Data for this exercise ▸
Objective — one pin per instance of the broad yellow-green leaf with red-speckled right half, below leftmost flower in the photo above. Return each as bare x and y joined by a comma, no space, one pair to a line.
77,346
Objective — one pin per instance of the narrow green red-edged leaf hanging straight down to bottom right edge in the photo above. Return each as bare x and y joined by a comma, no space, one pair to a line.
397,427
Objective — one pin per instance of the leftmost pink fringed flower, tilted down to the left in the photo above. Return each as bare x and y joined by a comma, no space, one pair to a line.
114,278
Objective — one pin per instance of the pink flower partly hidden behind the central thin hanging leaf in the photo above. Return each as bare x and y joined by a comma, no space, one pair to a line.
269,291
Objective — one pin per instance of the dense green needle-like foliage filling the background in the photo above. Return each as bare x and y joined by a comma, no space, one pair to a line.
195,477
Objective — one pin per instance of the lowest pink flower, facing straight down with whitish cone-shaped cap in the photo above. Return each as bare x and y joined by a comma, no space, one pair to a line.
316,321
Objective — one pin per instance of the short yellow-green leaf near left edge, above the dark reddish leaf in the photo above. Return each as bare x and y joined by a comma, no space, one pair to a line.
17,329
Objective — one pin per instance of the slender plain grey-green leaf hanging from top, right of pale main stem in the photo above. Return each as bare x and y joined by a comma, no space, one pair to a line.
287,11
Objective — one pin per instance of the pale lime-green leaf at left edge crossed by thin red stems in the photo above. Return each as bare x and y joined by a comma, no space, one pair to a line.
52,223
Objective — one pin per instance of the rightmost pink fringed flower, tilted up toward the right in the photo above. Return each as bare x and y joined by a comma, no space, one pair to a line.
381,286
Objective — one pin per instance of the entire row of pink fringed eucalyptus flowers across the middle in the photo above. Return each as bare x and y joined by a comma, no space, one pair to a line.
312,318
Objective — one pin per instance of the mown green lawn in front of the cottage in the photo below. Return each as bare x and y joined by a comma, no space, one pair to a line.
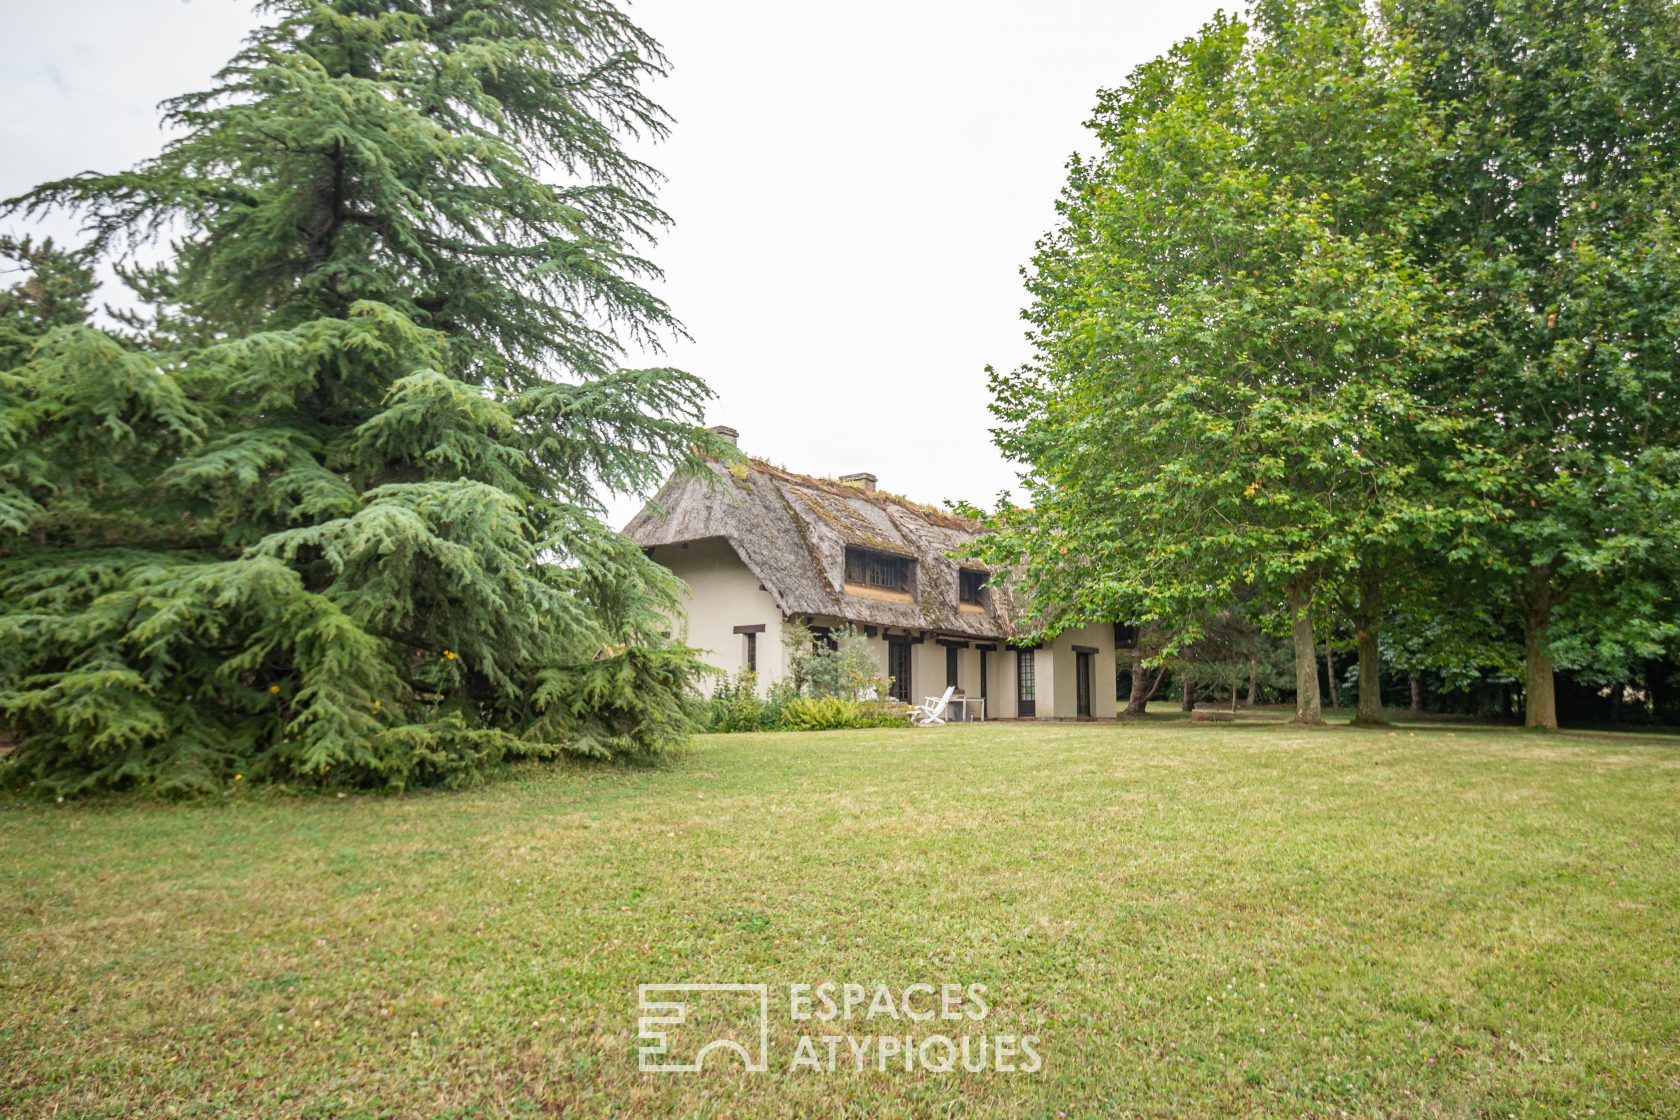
1195,919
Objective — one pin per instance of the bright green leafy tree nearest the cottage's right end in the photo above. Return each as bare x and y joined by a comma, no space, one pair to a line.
1227,327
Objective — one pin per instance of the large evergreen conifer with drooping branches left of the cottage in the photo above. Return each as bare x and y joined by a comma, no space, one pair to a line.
328,513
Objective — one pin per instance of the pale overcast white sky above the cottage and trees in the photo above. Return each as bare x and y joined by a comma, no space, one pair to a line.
854,191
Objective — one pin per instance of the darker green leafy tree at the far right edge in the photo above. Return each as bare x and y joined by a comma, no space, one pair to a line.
1557,243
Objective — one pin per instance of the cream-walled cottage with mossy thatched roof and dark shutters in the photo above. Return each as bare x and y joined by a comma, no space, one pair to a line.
762,548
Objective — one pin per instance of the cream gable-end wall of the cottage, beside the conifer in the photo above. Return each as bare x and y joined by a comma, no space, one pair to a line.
723,594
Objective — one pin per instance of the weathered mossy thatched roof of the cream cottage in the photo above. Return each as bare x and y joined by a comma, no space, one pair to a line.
792,531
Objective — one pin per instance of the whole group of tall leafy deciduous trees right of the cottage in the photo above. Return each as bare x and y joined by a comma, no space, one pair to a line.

Work item ▸ Apart from its pictures, the material above should be repeated exactly.

Response to this task ▸
Objective — one pin per instance of the broad yellow-green leaf with red-speckled right half, below leftmost flower in the photo above. Return each as bare x and y joined by a comma, no space, one pair to a line.
77,346
Objective — one pin per instance of the narrow green red-edged leaf hanging straight down to bottom right edge in the photo above. Return each as bare x and y joined by a comma, no space, one pair to a line.
397,427
Objective — one pin per instance of the leftmost pink fringed flower, tilted down to the left in the photo above. Return each as bare x and y joined by a comma, no space, one pair to a line.
114,278
Objective — one pin per instance of the pink flower partly hidden behind the central thin hanging leaf in the photo above. Return each as bare x and y joined by a comma, no space, one pair to a line.
269,291
Objective — one pin per instance of the dense green needle-like foliage filling the background in the photo above. Return each as bare x and y joined by a comma, no space, one pair to a line.
195,477
Objective — one pin per instance of the lowest pink flower, facing straight down with whitish cone-shaped cap in the photo above. Return each as bare x and y joined by a comma, no space, one pair to a line.
316,321
Objective — one pin per instance of the short yellow-green leaf near left edge, above the dark reddish leaf in the photo above. Return each as bare x and y joined by a comma, no space, one pair to a line.
17,329
Objective — one pin per instance of the slender plain grey-green leaf hanging from top, right of pale main stem in the photo above. Return each as bare x and y joined by a comma, no space, one pair to a line.
287,11
Objective — one pin per instance of the pale lime-green leaf at left edge crossed by thin red stems in the photo above. Return each as bare x and y joined by a comma, no space, one pair to a line.
52,223
Objective — one pin per instance of the rightmost pink fringed flower, tilted up toward the right in the photo above. Return each as bare x and y joined by a comma, no space, one pair to a line.
381,286
Objective — one pin per instance of the entire row of pink fringed eucalyptus flowers across the middle in the photo above. Return each as bare x and y joined by a comma, no space, one pair to a line.
312,318
Objective — one pin per instance of the mown green lawn in front of the cottage in the photo below. Return each as bare x and y joined by a comma, no space, one pair to a line.
1195,919
Objective — one pin per instance of the bright green leafy tree nearest the cottage's right end in the photo above. Return each as bare x and y joined by a comma, no space, one pair to a line.
1227,327
Objective — one pin per instance of the large evergreen conifer with drooping branches left of the cottage in the photo above. Return each as bare x and y joined by a comma, no space, one pair to a line.
328,513
Objective — one pin per instance of the pale overcast white sky above the cottage and trees in the photo above. Return each as bare x and y joined by a comma, no space, one pair to a line.
854,191
Objective — one pin per instance of the darker green leafy tree at the far right edge in the photo above. Return each as bare x and y joined by a comma, no space, one pair to a line.
1557,243
Objective — one pin per instance of the cream-walled cottage with mossy thatched roof and dark shutters in the photo above. Return each as bare x and y joined by a comma, no space, one pair to a line.
762,548
Objective — one pin per instance of the cream gable-end wall of the cottage, beside the conifer in the photo above. Return each as bare x and y joined by a comma, no space, one pair to a line.
723,594
Objective — one pin per instance of the weathered mossy thatched roof of the cream cottage in the photo above. Return each as bare x and y joined by a comma, no space, one pair to a line.
792,531
Objective — one pin per instance of the whole group of tall leafy deciduous trees right of the cottage in the photo above. Return each as bare x and y joined by a comma, no space, one pair to a line.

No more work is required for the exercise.